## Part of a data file
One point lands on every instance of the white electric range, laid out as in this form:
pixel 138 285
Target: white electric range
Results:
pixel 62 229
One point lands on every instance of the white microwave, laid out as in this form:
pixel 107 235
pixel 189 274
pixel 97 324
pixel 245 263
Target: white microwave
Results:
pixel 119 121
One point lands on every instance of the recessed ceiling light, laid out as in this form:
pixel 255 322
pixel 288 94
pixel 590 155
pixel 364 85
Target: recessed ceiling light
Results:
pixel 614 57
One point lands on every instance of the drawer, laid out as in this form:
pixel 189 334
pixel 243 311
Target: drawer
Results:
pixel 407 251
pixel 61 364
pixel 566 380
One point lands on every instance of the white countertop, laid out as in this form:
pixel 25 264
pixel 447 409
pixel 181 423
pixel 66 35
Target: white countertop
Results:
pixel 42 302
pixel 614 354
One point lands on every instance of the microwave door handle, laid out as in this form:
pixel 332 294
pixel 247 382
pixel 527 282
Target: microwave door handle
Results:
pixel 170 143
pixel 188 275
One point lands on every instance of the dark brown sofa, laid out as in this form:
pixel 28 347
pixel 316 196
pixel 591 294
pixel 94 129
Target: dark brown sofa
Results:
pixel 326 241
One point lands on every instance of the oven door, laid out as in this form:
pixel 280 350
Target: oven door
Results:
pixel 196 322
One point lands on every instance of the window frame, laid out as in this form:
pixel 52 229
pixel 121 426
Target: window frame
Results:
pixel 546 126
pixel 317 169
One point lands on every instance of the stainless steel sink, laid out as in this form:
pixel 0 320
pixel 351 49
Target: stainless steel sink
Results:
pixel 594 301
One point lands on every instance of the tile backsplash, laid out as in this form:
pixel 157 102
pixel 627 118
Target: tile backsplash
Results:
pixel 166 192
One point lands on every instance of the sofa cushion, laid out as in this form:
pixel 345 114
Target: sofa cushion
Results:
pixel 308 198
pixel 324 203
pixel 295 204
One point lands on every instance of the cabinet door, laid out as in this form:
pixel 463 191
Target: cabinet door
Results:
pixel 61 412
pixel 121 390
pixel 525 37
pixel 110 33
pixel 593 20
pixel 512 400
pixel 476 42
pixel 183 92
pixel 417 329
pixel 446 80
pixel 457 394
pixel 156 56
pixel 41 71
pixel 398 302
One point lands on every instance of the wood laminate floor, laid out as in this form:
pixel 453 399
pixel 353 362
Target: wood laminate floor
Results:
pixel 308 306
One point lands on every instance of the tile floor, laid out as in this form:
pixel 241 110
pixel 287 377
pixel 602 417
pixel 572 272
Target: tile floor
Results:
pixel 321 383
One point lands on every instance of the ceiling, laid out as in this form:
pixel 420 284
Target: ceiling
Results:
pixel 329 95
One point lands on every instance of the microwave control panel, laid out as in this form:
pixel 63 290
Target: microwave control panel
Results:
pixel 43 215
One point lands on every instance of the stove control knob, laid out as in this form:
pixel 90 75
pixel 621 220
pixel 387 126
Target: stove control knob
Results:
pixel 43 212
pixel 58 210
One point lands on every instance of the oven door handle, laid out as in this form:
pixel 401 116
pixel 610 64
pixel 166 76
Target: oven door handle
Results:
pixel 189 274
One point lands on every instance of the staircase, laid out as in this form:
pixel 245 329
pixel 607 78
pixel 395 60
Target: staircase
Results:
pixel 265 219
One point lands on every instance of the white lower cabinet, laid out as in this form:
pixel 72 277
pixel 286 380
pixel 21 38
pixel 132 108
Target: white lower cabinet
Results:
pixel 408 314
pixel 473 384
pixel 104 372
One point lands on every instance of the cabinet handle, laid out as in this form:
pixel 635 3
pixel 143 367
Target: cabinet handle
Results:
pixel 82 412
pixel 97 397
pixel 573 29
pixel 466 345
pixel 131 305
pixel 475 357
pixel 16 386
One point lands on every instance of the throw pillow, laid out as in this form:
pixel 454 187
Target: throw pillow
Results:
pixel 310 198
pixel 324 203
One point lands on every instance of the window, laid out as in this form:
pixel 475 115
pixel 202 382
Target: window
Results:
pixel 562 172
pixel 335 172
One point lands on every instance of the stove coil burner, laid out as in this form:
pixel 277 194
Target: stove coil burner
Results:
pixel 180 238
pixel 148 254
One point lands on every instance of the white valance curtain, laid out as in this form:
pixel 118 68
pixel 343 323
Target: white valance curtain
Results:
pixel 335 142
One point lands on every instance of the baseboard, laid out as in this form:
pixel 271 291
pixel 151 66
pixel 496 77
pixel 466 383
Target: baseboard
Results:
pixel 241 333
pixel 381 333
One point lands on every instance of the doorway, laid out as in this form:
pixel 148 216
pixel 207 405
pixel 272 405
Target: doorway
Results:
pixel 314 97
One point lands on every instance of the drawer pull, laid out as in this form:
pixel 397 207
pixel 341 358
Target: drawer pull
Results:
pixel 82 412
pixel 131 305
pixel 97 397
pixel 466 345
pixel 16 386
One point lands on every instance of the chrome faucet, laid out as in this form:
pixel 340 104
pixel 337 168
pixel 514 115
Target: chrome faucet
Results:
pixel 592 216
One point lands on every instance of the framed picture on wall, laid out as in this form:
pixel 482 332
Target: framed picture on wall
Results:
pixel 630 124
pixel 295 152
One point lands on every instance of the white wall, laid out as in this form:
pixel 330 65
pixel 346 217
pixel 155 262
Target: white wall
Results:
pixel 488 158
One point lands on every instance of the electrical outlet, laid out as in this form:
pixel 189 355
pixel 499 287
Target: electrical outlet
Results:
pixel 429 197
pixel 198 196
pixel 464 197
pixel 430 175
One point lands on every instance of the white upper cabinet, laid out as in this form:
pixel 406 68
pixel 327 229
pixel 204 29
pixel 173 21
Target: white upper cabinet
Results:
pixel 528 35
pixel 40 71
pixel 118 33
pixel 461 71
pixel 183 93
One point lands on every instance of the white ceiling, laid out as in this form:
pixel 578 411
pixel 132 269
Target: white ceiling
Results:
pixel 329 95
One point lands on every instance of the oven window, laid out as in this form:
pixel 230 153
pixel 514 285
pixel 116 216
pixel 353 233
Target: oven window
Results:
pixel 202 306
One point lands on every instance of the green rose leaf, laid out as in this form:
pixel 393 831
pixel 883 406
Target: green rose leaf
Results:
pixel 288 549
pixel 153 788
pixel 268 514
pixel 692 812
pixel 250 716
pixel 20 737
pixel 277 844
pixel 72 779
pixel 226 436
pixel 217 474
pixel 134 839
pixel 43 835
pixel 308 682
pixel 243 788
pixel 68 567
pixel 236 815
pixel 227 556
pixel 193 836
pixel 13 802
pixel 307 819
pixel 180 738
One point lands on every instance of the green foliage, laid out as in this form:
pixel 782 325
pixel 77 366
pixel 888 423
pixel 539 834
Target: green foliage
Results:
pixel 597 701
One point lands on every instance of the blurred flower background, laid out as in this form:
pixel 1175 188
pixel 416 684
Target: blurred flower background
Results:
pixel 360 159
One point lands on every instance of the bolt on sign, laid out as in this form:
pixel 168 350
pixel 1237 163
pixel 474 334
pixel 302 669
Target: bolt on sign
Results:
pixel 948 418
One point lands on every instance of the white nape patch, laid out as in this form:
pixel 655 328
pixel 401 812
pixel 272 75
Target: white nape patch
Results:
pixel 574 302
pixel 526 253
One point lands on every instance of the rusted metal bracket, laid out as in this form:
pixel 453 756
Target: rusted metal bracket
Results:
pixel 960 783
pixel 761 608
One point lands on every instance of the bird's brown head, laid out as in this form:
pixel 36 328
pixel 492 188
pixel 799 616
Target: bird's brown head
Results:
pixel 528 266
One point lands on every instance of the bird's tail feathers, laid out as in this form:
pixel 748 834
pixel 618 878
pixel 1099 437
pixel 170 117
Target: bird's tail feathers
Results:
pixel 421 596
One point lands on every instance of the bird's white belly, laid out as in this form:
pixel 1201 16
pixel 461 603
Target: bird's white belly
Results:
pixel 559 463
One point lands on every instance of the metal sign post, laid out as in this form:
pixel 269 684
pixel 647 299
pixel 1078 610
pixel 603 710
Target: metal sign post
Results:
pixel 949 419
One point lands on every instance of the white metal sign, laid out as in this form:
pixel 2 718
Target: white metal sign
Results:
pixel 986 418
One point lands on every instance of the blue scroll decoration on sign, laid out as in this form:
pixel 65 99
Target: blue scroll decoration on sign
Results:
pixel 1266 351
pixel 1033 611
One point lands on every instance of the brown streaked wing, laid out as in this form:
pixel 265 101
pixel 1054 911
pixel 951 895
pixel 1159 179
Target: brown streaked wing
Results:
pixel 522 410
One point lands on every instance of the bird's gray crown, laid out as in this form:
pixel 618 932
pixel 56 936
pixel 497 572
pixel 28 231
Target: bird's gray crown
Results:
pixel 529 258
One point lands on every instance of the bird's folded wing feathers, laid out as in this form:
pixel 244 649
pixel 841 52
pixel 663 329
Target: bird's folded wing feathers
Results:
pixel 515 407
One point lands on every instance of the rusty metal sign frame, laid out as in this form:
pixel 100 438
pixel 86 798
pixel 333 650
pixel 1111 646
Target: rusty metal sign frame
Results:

## TASK DETAILS
Starting with the line with "One point lands on every instance of the rusted" and going on through the line with "pixel 515 407", write those rows out again with "Target" swapped for "Label" and everything else left unchanged.

## RESULT BELOW
One point lands on every instance of the rusted metal bracket, laid out as in this form:
pixel 453 756
Label: rusted metal bracket
Results:
pixel 960 783
pixel 761 608
One point lands on every instance of the bird's brown head, laid out as in this form:
pixel 36 328
pixel 492 188
pixel 799 616
Label: bird's brown head
Results:
pixel 528 266
One point lands on every instance of the bird's tail feathers, laid out as in this form:
pixel 748 834
pixel 618 878
pixel 1099 437
pixel 170 117
Label: bird's tail feathers
Results:
pixel 421 596
One point lands on every instance of the bird's white belly, laid out as in this form:
pixel 1201 16
pixel 461 603
Label: bird's white belly
Results:
pixel 559 463
One point lands on every instance of the metal sign post, laid out as in this form:
pixel 269 684
pixel 647 299
pixel 1078 610
pixel 603 710
Label: metal sign post
Results:
pixel 949 419
One point lands on every instance of the white metal sign, laid out as in this form:
pixel 2 718
Label: white metal sign
Results:
pixel 986 418
One point lands on every instance of the blue scroll decoration on sign, laid out as in this form:
pixel 65 99
Label: blue scroll decoration on sign
Results:
pixel 1266 351
pixel 1033 611
One point lands on every instance of the brown streaked wing, laid out as in this form:
pixel 265 101
pixel 1054 911
pixel 951 895
pixel 1159 179
Label: brown streaked wing
Results:
pixel 522 410
One point lands on every instance of the bird's gray crown, laid out as in this form:
pixel 618 932
pixel 56 936
pixel 497 572
pixel 28 231
Label: bird's gray crown
Results:
pixel 529 258
One point lands on every instance of the bird's folded wing feathers, laid out as in this form:
pixel 244 649
pixel 841 52
pixel 663 329
Label: bird's folded wing feathers
Results:
pixel 515 407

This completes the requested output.